** INSTRUCTIONS TO FOLLOW **
Please identify every line in the listing below that contains the word "shorts", and copy each of those lines.

-------- SUPPLIED ENTRIES

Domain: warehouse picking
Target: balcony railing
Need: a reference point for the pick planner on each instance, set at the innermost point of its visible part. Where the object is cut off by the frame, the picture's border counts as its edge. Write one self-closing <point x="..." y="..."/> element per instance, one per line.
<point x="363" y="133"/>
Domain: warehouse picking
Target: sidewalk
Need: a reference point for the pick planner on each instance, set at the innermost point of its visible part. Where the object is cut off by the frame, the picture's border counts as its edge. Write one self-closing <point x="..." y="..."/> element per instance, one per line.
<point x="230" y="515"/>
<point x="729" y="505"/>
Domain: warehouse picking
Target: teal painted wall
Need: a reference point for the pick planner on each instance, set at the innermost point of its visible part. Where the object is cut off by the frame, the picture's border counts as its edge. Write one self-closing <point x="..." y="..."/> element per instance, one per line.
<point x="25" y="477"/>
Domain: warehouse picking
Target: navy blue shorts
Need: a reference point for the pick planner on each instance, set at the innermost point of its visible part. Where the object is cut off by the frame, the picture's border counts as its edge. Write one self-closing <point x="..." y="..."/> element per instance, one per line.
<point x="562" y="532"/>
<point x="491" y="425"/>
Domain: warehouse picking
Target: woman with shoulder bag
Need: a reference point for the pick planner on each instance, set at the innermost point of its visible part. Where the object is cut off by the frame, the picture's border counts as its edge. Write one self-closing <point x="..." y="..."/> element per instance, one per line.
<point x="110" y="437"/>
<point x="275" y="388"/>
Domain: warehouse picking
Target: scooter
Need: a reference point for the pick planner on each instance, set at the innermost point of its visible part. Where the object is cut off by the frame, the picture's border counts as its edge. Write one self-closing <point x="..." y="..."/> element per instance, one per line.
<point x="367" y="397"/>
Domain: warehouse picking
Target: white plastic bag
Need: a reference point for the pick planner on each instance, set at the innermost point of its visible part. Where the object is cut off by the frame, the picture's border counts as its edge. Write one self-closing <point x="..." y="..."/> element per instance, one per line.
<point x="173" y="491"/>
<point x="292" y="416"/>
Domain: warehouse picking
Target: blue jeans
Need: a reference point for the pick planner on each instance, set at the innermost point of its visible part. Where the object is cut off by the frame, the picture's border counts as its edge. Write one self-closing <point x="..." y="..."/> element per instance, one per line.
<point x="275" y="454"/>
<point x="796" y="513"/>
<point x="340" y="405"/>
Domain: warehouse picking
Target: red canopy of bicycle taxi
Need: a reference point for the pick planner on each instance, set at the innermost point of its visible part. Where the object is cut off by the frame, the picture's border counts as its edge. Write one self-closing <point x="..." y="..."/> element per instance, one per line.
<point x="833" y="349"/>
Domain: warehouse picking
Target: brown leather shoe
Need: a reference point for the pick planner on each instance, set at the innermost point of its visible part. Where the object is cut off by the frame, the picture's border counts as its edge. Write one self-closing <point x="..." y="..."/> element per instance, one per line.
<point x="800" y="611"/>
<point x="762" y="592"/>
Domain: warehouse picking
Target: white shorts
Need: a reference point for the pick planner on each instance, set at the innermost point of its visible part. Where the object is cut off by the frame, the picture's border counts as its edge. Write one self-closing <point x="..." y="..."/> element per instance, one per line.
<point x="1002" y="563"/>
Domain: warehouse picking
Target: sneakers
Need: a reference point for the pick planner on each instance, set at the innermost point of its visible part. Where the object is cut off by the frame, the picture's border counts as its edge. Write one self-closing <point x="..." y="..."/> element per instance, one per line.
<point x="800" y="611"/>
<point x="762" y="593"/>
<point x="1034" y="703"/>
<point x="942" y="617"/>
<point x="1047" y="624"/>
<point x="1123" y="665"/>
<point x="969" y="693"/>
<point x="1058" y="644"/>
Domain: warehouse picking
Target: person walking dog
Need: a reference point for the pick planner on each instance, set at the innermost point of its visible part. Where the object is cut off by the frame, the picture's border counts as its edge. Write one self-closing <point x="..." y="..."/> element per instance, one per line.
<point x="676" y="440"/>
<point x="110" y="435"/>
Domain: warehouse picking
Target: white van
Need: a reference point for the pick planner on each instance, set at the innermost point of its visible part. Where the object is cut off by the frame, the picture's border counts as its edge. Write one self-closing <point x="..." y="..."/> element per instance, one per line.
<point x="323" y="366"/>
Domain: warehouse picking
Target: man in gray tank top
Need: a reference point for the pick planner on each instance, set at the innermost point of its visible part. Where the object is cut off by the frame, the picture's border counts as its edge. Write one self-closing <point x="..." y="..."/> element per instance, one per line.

----------------

** COMPLETED TASK **
Target: navy blue shorts
Target: white shorts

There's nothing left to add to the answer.